> [DATA SHOWN]:

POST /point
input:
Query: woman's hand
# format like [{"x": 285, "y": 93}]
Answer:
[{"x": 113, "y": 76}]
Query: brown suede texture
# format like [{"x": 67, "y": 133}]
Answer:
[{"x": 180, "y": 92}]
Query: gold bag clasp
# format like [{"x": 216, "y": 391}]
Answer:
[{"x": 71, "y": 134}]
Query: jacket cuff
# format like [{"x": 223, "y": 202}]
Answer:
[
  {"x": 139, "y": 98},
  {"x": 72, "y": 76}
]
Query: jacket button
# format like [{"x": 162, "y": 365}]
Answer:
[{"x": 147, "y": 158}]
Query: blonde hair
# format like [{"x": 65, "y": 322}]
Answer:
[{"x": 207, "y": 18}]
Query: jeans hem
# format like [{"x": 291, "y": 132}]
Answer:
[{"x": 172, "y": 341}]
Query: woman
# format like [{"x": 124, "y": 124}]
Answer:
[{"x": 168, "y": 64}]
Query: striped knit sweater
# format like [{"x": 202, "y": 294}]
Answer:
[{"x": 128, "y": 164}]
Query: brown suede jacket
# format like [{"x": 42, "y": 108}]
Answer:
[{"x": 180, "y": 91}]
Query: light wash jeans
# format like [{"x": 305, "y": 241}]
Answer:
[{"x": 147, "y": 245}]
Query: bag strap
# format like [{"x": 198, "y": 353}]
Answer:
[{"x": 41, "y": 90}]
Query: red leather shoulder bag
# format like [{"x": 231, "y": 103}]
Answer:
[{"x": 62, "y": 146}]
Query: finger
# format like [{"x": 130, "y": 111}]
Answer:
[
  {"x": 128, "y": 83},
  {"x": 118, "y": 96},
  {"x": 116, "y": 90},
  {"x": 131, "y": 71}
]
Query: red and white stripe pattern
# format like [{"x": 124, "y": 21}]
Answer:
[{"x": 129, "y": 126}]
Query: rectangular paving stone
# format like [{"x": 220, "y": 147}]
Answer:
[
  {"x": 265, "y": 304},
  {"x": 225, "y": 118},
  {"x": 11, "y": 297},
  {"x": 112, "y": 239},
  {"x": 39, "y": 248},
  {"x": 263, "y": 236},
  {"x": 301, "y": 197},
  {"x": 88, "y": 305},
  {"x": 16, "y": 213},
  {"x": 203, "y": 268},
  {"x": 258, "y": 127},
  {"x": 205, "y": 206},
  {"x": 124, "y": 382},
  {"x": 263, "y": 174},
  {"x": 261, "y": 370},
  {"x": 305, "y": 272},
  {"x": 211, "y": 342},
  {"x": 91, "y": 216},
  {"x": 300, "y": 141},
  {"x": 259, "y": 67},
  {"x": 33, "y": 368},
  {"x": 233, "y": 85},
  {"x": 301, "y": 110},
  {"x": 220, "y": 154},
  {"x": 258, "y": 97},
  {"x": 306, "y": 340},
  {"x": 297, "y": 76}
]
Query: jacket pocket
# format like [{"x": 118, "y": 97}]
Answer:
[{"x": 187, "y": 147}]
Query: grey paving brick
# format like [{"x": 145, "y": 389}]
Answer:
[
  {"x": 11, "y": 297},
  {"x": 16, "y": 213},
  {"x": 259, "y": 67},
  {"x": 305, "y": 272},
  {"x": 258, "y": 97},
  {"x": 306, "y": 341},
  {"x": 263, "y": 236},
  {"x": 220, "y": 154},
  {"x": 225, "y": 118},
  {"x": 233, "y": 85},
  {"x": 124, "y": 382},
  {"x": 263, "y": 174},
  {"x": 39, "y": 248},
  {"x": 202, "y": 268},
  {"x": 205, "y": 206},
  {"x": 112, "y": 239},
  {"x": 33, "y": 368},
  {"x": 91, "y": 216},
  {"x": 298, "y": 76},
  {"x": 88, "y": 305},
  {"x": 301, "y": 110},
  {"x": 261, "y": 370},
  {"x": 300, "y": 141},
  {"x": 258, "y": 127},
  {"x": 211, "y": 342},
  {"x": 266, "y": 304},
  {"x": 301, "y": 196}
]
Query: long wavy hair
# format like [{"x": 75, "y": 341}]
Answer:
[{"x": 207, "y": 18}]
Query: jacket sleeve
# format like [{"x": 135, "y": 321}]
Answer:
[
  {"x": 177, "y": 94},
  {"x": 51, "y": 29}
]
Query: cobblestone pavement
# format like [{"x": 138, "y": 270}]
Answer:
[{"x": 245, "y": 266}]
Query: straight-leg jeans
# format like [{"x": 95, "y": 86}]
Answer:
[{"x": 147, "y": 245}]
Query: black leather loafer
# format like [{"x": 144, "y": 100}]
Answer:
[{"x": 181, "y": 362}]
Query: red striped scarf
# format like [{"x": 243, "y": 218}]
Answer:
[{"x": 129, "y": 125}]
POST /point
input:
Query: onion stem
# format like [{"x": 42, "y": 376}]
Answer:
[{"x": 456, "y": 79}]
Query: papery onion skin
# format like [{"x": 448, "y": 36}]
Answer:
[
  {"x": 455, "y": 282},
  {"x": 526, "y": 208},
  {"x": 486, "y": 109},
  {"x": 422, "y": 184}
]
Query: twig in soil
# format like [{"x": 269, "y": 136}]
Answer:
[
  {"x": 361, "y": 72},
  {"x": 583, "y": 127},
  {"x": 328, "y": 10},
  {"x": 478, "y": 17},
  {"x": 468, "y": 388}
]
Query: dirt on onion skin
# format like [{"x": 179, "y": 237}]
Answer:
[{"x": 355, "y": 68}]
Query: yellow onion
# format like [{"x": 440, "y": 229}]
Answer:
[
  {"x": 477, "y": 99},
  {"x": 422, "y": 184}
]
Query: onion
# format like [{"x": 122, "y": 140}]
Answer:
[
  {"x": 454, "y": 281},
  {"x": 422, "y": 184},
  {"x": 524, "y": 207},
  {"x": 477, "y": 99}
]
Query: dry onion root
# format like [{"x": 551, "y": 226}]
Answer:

> [PROBLEM DETAILS]: All of the lines above must be returned exactly.

> [OUTPUT FOR THIS TASK]:
POST /point
input:
Query: woman's hand
# format like [{"x": 285, "y": 93}]
Answer:
[{"x": 113, "y": 76}]
Query: brown suede texture
# format like [{"x": 67, "y": 133}]
Answer:
[{"x": 180, "y": 92}]
Query: gold bag clasp
# format like [{"x": 216, "y": 391}]
Answer:
[{"x": 71, "y": 134}]
Query: jacket cuff
# format like [{"x": 223, "y": 202}]
Answer:
[
  {"x": 139, "y": 98},
  {"x": 72, "y": 76}
]
Query: jacket button
# format like [{"x": 162, "y": 365}]
Answer:
[{"x": 147, "y": 158}]
Query: blonde hair
# format like [{"x": 65, "y": 322}]
Answer:
[{"x": 207, "y": 18}]
Query: jeans hem
# format like [{"x": 291, "y": 132}]
Answer:
[{"x": 172, "y": 341}]
Query: woman
# format like [{"x": 124, "y": 124}]
Answer:
[{"x": 168, "y": 64}]
Query: striped knit sweater
# format like [{"x": 202, "y": 294}]
Answer:
[{"x": 128, "y": 164}]
Query: brown suede jacket
# format like [{"x": 42, "y": 108}]
Answer:
[{"x": 180, "y": 91}]
Query: light wash jeans
# format like [{"x": 305, "y": 241}]
Answer:
[{"x": 147, "y": 245}]
Query: bag strap
# format like [{"x": 198, "y": 353}]
Answer:
[{"x": 41, "y": 90}]
Query: red leather shoulder bag
# format like [{"x": 231, "y": 103}]
Answer:
[{"x": 62, "y": 146}]
Query: finger
# format like [{"x": 130, "y": 111}]
Answer:
[
  {"x": 128, "y": 83},
  {"x": 118, "y": 96},
  {"x": 116, "y": 90},
  {"x": 131, "y": 71}
]
Query: red and white stripe pattern
# format like [{"x": 124, "y": 21}]
Answer:
[{"x": 129, "y": 126}]
Query: rectangular paving stone
# format like [{"x": 220, "y": 147}]
Answer:
[
  {"x": 265, "y": 304},
  {"x": 225, "y": 118},
  {"x": 11, "y": 297},
  {"x": 112, "y": 239},
  {"x": 39, "y": 248},
  {"x": 263, "y": 236},
  {"x": 301, "y": 197},
  {"x": 88, "y": 305},
  {"x": 16, "y": 213},
  {"x": 203, "y": 268},
  {"x": 258, "y": 127},
  {"x": 205, "y": 206},
  {"x": 124, "y": 382},
  {"x": 263, "y": 174},
  {"x": 261, "y": 370},
  {"x": 305, "y": 272},
  {"x": 211, "y": 342},
  {"x": 91, "y": 216},
  {"x": 300, "y": 141},
  {"x": 259, "y": 67},
  {"x": 33, "y": 368},
  {"x": 233, "y": 85},
  {"x": 301, "y": 110},
  {"x": 220, "y": 154},
  {"x": 258, "y": 97},
  {"x": 306, "y": 340},
  {"x": 297, "y": 76}
]
Query: jacket pocket
# format like [{"x": 118, "y": 97}]
Answer:
[{"x": 187, "y": 147}]
Query: grey paving brick
# format like [{"x": 145, "y": 389}]
Answer:
[
  {"x": 11, "y": 297},
  {"x": 16, "y": 213},
  {"x": 259, "y": 67},
  {"x": 305, "y": 272},
  {"x": 258, "y": 97},
  {"x": 306, "y": 341},
  {"x": 263, "y": 236},
  {"x": 220, "y": 154},
  {"x": 225, "y": 118},
  {"x": 233, "y": 85},
  {"x": 124, "y": 382},
  {"x": 263, "y": 174},
  {"x": 39, "y": 248},
  {"x": 202, "y": 268},
  {"x": 205, "y": 206},
  {"x": 112, "y": 239},
  {"x": 33, "y": 368},
  {"x": 91, "y": 216},
  {"x": 298, "y": 76},
  {"x": 88, "y": 305},
  {"x": 301, "y": 110},
  {"x": 261, "y": 370},
  {"x": 300, "y": 141},
  {"x": 258, "y": 127},
  {"x": 211, "y": 342},
  {"x": 266, "y": 304},
  {"x": 301, "y": 196}
]
Query: long wavy hair
# format like [{"x": 75, "y": 341}]
Answer:
[{"x": 207, "y": 18}]
Query: jacket sleeve
# format like [{"x": 135, "y": 321}]
Answer:
[
  {"x": 177, "y": 94},
  {"x": 51, "y": 29}
]
Query: cobblestone pavement
# format like [{"x": 138, "y": 270}]
Answer:
[{"x": 245, "y": 266}]
Query: straight-leg jeans
# format like [{"x": 95, "y": 86}]
Answer:
[{"x": 147, "y": 245}]
Query: black leather loafer
# format like [{"x": 144, "y": 100}]
Answer:
[{"x": 181, "y": 362}]
Query: red striped scarf
# format like [{"x": 243, "y": 218}]
Answer:
[{"x": 129, "y": 125}]
POST /point
input:
Query: onion stem
# format like [{"x": 42, "y": 376}]
Answer:
[{"x": 456, "y": 79}]
Query: papery onion skin
# format like [{"x": 448, "y": 36}]
Answer:
[
  {"x": 455, "y": 282},
  {"x": 526, "y": 208},
  {"x": 486, "y": 109},
  {"x": 422, "y": 184}
]
Query: twig in soil
# format like [{"x": 269, "y": 136}]
Answer:
[
  {"x": 361, "y": 72},
  {"x": 583, "y": 127},
  {"x": 328, "y": 10},
  {"x": 478, "y": 17},
  {"x": 468, "y": 388}
]
Query: dirt on onion skin
# format like [{"x": 179, "y": 237}]
Answer:
[{"x": 355, "y": 68}]
Query: yellow onion
# format like [{"x": 440, "y": 229}]
Answer:
[
  {"x": 477, "y": 99},
  {"x": 422, "y": 184}
]
Query: onion
# format like [{"x": 122, "y": 140}]
Answer:
[
  {"x": 454, "y": 281},
  {"x": 422, "y": 184},
  {"x": 524, "y": 207},
  {"x": 477, "y": 99}
]
Query: dry onion root
# format like [{"x": 551, "y": 226}]
Answer:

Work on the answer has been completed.